*To do*:
1) Copy from the passage on disease aboard Navy ships, starting at "It is time to" and ending at "a training cruise.".
2) Answer these questions from the passage on disease aboard Navy ships:
(a) In December 2002, what share of the USS Theodore Roosevelt's crew was stricken with a viral outbreak?
(b) Which carrier pulled into Pusan and held a party for Korean dignitaries while SARS was spreading across Asia in 2003?
(c) In what port did the USS Theodore Roosevelt call in mid March?
3) Continue the passage on disease aboard Navy ships from its last sentence.

===== Reading passage =====

And that reduced effectiveness could easily cause the loss of of a mission—or even lose the ship.

With the emergence of new and virulent contagious diseases as well as the re-emergence of tuberculosis and other “old-school” contagious diseases, protocols to protect Navy ships and crews from disease merit revision. It is particularly important today — the relatively small and specialized crews that are currently in vogue will be far more vulnerable to disease-induced degradation than the large-crewed, highly-redundant platforms of yesterday.

It is time to take disease seriously again.

Disease Happens

The outbreak aboard the USS Theodore Roosevelt (CVN 71) demonstrates that a ship’s crew are easy targets for contagious diseases. Aboard the aircraft carrier, the first three cases led, within days, to dozens of ill sailors, and a full quarantine of the vessel. Over the next few days, testing will reveal many more infected sailors.

The USS Theodore Roosevelt is no stranger to disease outbreaks. In December 2002, more than 10% of the carrier’s crew was stricken with a viral outbreak during a training cruise.  

Other carriers have suffered outbreaks of various sorts—often after visiting shore. But the Navy, while quick to use aircraft carriers to respond to conventional warfare threats, is slow to shift carrier operations when the crew is confronted by major disease hazards. When SARS was spreading across Asia in 2003, the USS Carl Vinson (CVN-70) pulled into Pusan and held an ill-advised party for Korean dignitaries. And later, as Singapore was identified as a potential area of SARS transmission, several key U.S. ships continued to transit through the port.

This distressing disconnect between naval operations and biomedical intelligence (and basic epidemiological common sense) was on full display when the USS Theodore Roosevelt pulled into Vietnam in mid March. The port call in Da Nang, as the second time a U.S. Navy aircraft carrier had visited since the end of the Vietnam War, was well received, but it probably could have been postponed.

===== Given information =====

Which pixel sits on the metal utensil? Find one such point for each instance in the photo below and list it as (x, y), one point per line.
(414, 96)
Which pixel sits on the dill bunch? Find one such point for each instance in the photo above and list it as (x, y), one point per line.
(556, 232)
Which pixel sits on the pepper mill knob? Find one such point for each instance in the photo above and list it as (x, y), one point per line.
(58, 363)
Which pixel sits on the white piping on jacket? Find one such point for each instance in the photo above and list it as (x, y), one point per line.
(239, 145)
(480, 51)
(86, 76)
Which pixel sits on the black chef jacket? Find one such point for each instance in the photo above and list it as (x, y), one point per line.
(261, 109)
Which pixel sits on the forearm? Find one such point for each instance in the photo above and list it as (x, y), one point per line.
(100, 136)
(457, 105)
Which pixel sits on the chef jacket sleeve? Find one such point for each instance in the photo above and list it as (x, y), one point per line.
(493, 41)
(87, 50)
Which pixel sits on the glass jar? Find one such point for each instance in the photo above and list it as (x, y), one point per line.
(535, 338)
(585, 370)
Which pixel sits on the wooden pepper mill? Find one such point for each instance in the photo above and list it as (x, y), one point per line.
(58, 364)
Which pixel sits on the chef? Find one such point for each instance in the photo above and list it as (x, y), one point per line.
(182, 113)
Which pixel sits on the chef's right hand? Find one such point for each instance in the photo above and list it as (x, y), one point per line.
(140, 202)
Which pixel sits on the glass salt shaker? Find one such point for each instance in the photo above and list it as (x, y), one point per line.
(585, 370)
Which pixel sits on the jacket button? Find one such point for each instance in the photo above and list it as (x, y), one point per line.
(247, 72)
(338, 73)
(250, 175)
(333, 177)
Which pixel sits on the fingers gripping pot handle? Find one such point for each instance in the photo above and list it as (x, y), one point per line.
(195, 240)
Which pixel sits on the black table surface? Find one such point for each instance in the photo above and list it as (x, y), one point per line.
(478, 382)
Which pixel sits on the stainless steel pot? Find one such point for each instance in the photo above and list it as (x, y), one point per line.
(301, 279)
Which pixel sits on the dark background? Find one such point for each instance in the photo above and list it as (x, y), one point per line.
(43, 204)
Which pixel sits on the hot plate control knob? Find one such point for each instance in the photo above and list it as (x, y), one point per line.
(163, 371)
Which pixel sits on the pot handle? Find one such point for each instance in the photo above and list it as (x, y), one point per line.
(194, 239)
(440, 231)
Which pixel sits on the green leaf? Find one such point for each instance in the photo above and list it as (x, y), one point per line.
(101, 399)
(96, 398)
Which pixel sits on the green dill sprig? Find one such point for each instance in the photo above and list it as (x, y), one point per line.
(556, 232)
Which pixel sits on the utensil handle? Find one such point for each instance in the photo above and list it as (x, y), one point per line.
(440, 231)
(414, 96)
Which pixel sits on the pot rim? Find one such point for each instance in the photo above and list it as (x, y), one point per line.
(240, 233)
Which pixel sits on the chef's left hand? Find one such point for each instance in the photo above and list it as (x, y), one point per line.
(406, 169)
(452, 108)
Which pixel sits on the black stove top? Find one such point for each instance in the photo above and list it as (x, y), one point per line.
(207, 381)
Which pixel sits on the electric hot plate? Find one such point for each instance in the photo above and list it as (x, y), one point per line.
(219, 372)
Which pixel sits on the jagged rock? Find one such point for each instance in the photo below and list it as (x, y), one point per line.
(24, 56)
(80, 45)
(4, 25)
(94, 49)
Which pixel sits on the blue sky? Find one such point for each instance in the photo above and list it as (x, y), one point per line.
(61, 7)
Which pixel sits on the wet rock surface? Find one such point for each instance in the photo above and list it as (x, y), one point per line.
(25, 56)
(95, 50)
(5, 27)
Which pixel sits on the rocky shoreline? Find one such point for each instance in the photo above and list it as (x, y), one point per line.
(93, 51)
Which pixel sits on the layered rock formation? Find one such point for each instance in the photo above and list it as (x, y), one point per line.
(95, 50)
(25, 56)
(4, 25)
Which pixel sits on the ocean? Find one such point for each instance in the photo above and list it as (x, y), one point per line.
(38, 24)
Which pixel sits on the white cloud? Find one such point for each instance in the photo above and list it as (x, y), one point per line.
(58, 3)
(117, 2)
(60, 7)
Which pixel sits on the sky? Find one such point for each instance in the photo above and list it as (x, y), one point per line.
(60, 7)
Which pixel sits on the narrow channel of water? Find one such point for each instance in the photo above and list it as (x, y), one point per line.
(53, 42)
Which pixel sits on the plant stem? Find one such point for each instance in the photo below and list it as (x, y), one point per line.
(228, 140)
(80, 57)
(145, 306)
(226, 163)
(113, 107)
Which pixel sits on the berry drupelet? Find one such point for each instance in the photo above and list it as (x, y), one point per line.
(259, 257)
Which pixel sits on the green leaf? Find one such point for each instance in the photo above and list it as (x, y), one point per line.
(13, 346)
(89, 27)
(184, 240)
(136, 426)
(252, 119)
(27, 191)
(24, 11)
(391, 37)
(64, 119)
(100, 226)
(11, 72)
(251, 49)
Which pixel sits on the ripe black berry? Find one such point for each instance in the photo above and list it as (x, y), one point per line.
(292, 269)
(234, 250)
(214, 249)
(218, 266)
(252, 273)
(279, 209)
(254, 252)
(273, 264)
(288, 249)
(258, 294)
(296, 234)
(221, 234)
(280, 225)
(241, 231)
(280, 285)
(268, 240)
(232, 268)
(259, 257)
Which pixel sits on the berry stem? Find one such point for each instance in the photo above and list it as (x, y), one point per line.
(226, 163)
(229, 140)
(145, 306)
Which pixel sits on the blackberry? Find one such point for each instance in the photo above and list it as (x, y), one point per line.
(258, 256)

=====

*Answers for each item*:
1)
It is time to take disease seriously again.

Disease Happens

The outbreak aboard the USS Theodore Roosevelt (CVN 71) demonstrates that a ship’s crew are easy targets for contagious diseases. Aboard the aircraft carrier, the first three cases led, within days, to dozens of ill sailors, and a full quarantine of the vessel. Over the next few days, testing will reveal many more infected sailors.

The USS Theodore Roosevelt is no stranger to disease outbreaks. In December 2002, more than 10% of the carrier’s crew was stricken with a viral outbreak during a training cruise.

2)
(a) More than 10% of the crew.
(b) The USS Carl Vinson (CVN-70).
(c) Da Nang, Vietnam.

3)
Operational Impact:

Deniers can cling to the idea that disease can’t sink a ship. In military language, the USS Theodore Roosevelt remains operationally capable, which means that the ship can do the things aircraft carriers do—fly planes while the ship plying the sea lanes. But, in strategic terms, disease has effectively sidelined, or “sunk”, the multi-billion dollar aircraft carrier.

With the USS Theodore Roosevelt, infection forced the ship to divert from planned operations for testing and decontamination (or, in the more polite vernacular of the day, a “deep clean”). While the ship sits on a Guam pier, under quarantine, all that combat capability is being wasted. It’s not the end of the world in the grand strategic sense, but such temporal disruptions are exactly what savvy adversaries look to exploit.

Ultimately, COVID-19 is a cautionary tale for the strategic future of the U.S. Navy. The prospect of contagious disease aboard ship is no longer something to be met with wry resignation and a joke about finding a bathroom. New diseases—and re-emerging old ones—have the potential to evolve beyond relatively harmless indignities. It is worth remembering that a disease that makes a sailor a bit sick could ultimately kill the mission.  

Influenza is a debilitating but relatively short-term disease, quickly progressing to a resolution. It is relatively easy for a ship to absorb. A COVID-19-like disease—a contagious virus that forces victims into an extended quarantine and a long convalescent period—can do a lot to degrade operational capability. And in ships where there are few replacements for critical functions, the prospect of those sailors being consigned to a weeks-long stint in a stateroom to heal or to be in quarantine merits real and rigorous study. The same goes for diseases that require substantial medication—medication that might prevent pilots from flying or equipment operators from their posts.

Biomedical intelligence is important. And for far too long, America’s naval “warfighters” have, in the name of “warfighting” done everything they can to dismiss and downsize the medical corps. And that’s why the President and the Secretary of Defense had the uncomfortable duty see off the ancient USNS Comfort, an under-prepared, steam-powered hospital ship, as it sails out to fight a desperate battle that America’s esteemed “warfighters” never saw coming.